MT WILSON: Moody's Ugprades Rating on Class E Notes to 'Ba2'
------------------------------------------------------------
Moody's Investors Service has upgraded the ratings of the
following notes issued by Mt. Wilson CLO, Ltd.:

U.S. $227,600,000 Class A Floating Rate Senior Secured Notes due
2018 (current outstanding balance of $221,558,514), Upgraded to
Aaa (sf); previously on September 2, 2011 Upgraded to Aa1 (sf);

U.S. $8,900,000 Class B Floating Rate Senior Secured Notes due
2018, Upgraded to Aa1 (sf); previously on September 2, 2011
Upgraded to Aa3 (sf);

U.S. $22,000,000 Class C Floating Rate Deferrable Interest Notes
due 2018, Upgraded to A2 (sf); previously on September 2, 2011
Upgraded to Baa1 (sf);

U.S. $16,900,000 Class D Floating Rate Deferrable Interest Notes
due 2018, Upgraded to Ba1 (sf); previously on September 2, 2011
Upgraded to Ba2 (sf); and

U.S. $6,900,000 Class E Floating Rate Deferrable Interest Notes
due 2018, Upgraded to Ba2 (sf); previously on September 2, 2011
Upgraded to Ba3 (sf).

**WRITTEN TASK 1:** In the rating notice, what is the current outstanding balance of the Class A notes?

**SOURCE RECORDS:**
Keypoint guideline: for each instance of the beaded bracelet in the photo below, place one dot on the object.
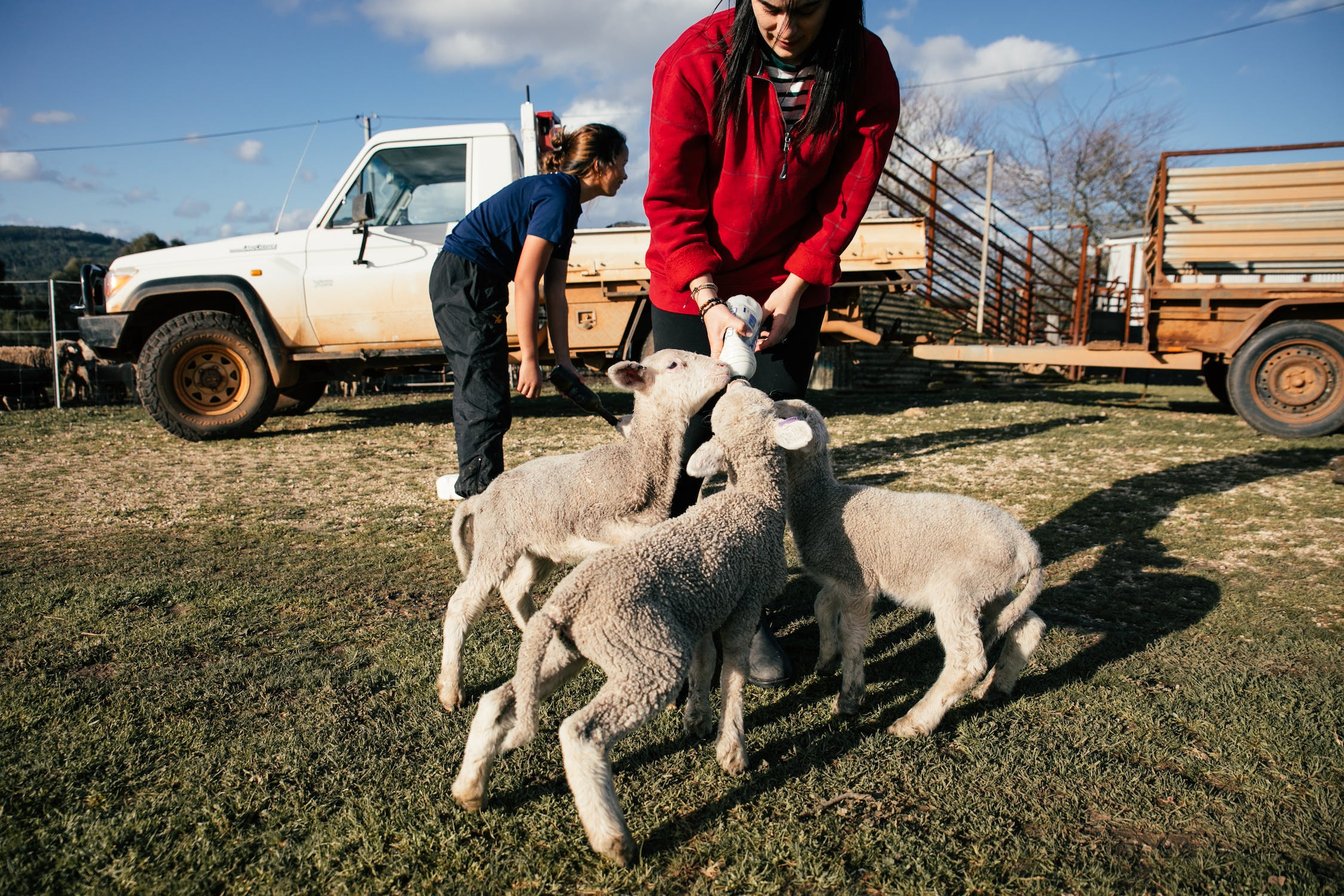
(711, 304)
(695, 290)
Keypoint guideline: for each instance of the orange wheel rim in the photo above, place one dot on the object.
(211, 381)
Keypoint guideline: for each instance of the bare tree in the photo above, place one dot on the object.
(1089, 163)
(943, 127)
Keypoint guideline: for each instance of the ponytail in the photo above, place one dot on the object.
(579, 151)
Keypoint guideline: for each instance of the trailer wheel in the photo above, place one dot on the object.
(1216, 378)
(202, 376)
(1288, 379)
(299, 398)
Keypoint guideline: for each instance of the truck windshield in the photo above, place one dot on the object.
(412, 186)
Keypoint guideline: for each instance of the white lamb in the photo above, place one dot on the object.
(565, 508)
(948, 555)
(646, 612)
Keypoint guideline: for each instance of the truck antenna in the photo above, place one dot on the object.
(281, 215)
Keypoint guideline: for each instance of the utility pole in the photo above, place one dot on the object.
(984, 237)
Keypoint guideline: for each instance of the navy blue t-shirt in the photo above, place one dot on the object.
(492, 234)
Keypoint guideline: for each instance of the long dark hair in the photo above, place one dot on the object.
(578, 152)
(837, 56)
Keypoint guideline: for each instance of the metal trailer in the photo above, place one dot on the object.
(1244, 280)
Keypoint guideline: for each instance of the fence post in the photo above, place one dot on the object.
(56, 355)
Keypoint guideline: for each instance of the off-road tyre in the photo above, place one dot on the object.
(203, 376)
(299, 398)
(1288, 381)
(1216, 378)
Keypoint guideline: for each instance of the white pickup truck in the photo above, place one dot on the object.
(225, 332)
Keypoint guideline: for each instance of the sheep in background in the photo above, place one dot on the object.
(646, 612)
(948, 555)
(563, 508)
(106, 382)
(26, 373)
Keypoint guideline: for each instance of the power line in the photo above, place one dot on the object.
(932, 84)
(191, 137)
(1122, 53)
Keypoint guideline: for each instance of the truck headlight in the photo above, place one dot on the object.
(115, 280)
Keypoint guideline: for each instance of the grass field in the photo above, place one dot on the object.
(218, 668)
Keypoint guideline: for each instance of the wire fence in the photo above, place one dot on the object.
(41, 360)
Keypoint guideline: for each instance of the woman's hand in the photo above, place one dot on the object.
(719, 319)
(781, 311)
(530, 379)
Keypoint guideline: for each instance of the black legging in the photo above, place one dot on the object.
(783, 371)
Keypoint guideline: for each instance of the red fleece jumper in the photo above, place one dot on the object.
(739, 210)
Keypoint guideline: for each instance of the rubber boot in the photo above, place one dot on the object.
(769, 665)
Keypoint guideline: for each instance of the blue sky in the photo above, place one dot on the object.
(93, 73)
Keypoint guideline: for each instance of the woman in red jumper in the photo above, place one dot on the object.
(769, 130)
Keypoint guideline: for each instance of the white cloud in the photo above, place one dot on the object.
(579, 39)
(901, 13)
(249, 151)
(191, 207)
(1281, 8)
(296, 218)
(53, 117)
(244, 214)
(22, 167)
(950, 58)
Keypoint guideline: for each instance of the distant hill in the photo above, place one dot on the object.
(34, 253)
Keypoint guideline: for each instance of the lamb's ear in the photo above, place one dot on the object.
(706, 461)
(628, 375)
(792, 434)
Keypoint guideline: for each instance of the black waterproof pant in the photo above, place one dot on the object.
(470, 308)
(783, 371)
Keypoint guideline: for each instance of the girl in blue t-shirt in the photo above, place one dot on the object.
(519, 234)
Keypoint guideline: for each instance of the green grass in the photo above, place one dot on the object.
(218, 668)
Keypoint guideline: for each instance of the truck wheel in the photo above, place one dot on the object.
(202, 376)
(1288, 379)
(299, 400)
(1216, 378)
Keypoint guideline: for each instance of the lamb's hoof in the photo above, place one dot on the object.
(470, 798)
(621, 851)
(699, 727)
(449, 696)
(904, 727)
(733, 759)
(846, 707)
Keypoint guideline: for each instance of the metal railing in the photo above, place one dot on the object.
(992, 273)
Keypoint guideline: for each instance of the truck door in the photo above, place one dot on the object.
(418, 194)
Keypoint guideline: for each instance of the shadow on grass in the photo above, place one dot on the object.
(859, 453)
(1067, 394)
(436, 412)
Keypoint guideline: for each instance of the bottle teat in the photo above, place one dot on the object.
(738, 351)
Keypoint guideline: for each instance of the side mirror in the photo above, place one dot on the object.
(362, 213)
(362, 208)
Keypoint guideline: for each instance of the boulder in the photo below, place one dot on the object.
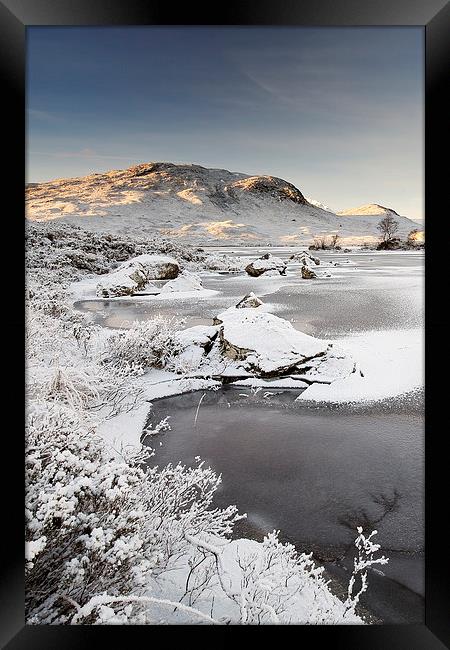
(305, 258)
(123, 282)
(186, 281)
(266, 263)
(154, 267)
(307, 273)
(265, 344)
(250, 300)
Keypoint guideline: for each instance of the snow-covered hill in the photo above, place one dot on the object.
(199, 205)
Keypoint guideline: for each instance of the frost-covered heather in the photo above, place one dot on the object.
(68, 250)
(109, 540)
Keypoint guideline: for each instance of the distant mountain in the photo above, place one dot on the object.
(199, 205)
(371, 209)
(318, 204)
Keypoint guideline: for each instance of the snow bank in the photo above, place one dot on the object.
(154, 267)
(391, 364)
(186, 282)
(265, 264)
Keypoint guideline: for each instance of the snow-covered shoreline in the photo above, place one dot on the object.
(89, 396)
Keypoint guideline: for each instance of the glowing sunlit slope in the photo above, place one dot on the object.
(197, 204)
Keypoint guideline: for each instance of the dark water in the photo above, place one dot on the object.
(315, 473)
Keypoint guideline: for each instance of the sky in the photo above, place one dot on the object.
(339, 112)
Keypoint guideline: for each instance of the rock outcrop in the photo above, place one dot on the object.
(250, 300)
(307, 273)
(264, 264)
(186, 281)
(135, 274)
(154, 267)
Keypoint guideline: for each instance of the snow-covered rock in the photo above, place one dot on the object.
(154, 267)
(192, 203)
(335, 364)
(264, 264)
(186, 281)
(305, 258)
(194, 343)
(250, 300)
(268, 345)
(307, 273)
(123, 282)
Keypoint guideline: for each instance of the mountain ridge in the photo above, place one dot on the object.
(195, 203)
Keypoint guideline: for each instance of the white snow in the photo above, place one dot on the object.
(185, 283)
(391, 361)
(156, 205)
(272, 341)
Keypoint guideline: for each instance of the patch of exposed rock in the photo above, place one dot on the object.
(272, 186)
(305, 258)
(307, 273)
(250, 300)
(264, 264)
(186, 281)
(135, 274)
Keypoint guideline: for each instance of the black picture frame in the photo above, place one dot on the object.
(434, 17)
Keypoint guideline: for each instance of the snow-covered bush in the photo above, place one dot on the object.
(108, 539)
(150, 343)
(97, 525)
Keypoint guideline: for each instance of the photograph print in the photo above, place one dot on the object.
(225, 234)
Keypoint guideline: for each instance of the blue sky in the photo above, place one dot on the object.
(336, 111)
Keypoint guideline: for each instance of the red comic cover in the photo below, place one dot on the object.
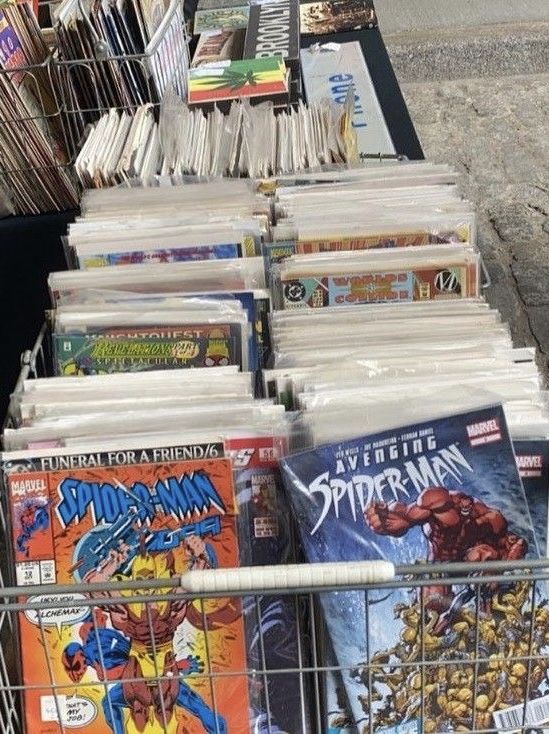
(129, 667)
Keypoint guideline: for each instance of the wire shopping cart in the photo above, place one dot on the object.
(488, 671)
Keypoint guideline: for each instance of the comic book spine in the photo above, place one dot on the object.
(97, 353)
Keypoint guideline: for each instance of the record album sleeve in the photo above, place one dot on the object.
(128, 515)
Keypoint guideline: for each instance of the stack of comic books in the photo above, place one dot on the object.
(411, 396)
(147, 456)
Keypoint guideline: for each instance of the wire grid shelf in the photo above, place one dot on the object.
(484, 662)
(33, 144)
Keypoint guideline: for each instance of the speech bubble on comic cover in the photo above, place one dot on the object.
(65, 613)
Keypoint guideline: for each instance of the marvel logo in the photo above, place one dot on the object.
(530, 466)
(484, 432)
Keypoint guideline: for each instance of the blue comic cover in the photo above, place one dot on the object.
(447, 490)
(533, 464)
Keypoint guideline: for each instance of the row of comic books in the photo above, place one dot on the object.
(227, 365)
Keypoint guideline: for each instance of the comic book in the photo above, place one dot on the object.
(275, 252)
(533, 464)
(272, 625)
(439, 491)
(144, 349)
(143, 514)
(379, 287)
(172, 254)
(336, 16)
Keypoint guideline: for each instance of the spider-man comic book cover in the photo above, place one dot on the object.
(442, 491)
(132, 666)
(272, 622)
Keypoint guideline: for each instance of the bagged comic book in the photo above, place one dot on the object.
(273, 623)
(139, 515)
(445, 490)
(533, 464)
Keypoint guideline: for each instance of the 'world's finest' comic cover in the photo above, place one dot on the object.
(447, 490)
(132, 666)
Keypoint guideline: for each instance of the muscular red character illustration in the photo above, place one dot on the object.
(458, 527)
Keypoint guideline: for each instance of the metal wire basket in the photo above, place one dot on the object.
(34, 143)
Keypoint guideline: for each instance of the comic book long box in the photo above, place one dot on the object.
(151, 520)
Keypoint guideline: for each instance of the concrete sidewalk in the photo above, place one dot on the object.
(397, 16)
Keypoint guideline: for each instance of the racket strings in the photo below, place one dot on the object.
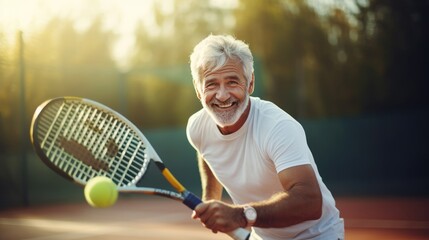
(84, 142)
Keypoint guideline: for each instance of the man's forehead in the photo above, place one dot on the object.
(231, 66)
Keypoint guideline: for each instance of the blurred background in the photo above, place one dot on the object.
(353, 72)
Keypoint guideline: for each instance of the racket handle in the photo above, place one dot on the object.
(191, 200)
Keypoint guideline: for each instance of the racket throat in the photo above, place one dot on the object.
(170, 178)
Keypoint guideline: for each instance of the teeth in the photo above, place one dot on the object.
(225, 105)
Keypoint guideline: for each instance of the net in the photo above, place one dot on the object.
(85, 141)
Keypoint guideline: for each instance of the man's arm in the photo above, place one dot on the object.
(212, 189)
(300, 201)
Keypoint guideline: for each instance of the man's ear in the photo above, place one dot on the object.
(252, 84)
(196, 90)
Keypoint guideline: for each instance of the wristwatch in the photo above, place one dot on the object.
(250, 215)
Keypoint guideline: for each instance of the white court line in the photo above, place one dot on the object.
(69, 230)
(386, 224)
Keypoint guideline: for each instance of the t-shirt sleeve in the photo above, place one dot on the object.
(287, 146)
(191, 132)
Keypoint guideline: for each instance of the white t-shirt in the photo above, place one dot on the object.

**WRITTEN TASK 2:** Display every line of the records that contains the string "long". Case counts.

**WORKED SOLUTION 1:** $221,558,514

**WORKED SOLUTION 2:**
Keypoint guideline: for each instance of the long dark hair in the photo above, place one dot on the object.
Keypoint guideline: for each instance of the comic book long box in the photo above, place one dot on the object.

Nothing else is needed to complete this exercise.